== Source extract

Phone system becoming inherently less reliable?

Rodney Hoffman < Hoffman.El_Segundo@Xerox.com >
Fri, 28 Jun 1991 08:57:35 PDT
     
     Excerpts from an article headlined PHONE OUTAGES SHOW HAZARDS OF NEW TECHNOLOGY
     by Jonathan Weber in the 28 June 1991 `Los Angeles Times':
     
     "The massive telephone failures in the Los Angeles and Washington areas earlier
     this week stemmed from glitches in ... a specialized computer network that
     shuttles information about calls between telephone company switching
     offices.... The inherent complexity of an increasingly software-based phone
     system ... raises the prospect that the public telephone service may be
     inherently less reliable in the future than it has been in the past.  Pacific
     Bell said Thursday that it had suspended further deployment of ...  Signaling
     System 7 until the exact cause of the problem could be identified.  It appeared
     ... that the [LA and Washington] problems ... were not identical, but both
     [were] attributed to breakdowns [in the] SS-7 equipment supplied by DSC
     Communications of Dallas."
     
       [Explanations of expected benefits from the SS-7, including improved
       efficiency, capacity, speed, security, and new service possibilities such as
       "the controversial Caller ID."]
     
     "The flip side of all this ... is that if the SS-7 system malfunctions, it
     begins sending incorrect information all over the network.  Ross Ireland,
     general manager for network services at Pacific Bell, said Wednsday's incident
     was caused by a signaling system unit in downtown Los Angeles that inexplicably
     began sending out a flurry of wrong information about problems in the network,
     and ultimately shut itself down.  Then there was a cascade effect, in which the
     other signaling system units began acting on the incorrect information.

====

Written problem a ::
Please pull out every line of the records below that contains the word "white".

== Material to process

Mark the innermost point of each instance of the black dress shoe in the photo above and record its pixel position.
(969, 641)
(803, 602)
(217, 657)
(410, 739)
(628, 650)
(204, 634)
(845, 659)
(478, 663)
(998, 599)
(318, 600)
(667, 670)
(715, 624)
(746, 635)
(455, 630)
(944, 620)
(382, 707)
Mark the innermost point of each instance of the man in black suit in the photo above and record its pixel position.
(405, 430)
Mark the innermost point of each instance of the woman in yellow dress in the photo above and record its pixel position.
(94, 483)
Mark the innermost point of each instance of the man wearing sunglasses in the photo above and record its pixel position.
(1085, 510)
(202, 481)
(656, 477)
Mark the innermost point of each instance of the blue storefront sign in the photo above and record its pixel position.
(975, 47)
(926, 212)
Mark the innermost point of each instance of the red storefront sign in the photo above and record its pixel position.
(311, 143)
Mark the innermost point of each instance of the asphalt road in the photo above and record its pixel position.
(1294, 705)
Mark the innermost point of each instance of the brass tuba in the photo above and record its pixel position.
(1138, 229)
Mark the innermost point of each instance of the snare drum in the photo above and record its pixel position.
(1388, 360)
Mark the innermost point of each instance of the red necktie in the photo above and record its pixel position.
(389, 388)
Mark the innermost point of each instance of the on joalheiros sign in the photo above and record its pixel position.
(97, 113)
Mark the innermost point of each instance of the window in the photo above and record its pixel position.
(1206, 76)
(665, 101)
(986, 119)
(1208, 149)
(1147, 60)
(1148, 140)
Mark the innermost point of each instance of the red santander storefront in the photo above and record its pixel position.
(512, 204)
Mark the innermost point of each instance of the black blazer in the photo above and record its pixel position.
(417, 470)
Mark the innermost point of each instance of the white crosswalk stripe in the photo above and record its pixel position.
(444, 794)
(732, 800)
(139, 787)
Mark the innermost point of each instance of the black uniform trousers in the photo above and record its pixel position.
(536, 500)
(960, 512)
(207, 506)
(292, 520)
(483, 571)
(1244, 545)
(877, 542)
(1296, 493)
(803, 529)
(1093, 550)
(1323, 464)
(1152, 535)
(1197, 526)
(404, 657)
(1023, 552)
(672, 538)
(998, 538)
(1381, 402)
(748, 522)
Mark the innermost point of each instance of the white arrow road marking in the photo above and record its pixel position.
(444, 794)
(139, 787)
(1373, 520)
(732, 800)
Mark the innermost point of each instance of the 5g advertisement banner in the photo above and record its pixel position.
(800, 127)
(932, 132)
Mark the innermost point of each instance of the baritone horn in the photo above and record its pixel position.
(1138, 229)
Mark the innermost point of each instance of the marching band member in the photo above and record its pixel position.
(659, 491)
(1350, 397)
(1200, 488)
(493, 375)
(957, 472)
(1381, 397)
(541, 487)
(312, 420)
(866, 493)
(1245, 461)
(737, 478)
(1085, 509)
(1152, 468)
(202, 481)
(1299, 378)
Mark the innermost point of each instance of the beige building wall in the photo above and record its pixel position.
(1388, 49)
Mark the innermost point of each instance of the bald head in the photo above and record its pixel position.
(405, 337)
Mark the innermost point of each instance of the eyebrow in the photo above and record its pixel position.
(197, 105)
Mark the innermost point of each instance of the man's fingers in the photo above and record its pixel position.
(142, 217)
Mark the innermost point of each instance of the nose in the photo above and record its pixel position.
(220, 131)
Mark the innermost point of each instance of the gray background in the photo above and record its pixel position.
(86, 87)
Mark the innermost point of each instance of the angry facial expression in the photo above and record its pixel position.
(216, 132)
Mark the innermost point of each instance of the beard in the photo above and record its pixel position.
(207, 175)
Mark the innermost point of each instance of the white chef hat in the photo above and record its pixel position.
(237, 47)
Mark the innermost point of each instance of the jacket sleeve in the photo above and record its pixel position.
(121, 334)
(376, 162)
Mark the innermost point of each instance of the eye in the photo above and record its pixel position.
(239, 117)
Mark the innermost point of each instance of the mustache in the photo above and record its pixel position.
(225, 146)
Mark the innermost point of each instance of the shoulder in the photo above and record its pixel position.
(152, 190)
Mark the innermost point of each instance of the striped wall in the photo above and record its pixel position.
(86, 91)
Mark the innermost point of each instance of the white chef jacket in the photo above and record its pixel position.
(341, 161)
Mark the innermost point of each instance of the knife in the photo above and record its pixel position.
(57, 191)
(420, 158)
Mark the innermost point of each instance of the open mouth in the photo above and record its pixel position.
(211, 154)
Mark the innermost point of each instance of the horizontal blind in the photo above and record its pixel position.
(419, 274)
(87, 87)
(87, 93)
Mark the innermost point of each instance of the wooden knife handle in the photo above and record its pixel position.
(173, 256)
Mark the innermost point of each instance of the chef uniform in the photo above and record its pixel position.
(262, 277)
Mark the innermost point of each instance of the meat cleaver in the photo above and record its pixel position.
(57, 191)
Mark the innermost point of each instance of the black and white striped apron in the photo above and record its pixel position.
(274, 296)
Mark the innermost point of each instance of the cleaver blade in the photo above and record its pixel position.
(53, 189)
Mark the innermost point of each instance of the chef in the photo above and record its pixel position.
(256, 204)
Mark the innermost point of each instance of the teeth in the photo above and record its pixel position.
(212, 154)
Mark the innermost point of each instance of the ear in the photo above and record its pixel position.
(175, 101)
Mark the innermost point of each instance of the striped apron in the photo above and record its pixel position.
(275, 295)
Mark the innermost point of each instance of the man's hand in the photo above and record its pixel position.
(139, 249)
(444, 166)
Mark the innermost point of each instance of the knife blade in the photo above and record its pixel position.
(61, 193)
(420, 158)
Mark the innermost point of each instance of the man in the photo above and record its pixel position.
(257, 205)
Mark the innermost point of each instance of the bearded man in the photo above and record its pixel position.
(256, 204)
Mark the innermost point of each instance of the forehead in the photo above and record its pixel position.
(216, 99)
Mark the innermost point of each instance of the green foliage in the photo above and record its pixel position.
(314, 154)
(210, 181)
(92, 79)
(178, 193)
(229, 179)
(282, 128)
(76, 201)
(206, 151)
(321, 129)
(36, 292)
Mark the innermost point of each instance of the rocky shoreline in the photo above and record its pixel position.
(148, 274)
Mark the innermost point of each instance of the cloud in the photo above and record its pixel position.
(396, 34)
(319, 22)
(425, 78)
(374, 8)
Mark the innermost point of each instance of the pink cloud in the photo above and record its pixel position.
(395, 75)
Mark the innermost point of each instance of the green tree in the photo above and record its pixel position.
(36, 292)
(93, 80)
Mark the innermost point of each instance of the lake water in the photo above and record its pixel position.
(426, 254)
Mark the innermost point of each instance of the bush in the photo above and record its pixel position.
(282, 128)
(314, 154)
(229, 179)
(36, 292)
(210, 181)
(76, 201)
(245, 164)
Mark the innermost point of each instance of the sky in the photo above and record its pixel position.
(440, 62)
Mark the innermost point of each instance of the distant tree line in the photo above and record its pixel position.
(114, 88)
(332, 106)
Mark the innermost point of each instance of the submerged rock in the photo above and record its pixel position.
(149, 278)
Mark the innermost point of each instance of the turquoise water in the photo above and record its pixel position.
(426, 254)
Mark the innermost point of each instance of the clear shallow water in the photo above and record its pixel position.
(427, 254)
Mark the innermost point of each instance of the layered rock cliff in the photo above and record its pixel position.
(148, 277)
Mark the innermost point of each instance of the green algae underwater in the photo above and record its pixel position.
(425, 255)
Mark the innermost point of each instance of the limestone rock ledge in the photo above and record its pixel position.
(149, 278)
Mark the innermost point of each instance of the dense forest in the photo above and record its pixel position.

====

Written problem b ::
According to the phone outage excerpt, which company supplied the SS-7 equipment blamed for the breakdowns?

Correct output a ::
Mark the innermost point of each instance of the white crosswalk stripe in the photo above and record its pixel position.
Mark the innermost point of each instance of the white arrow road marking in the photo above and record its pixel position.
Mark the innermost point of each instance of the white chef hat in the photo above and record its pixel position.
Mark the innermost point of each instance of the white chef jacket in the photo above and record its pixel position.
Mark the innermost point of each instance of the black and white striped apron in the photo above and record its pixel position.

Correct output b ::
DSC Communications of Dallas.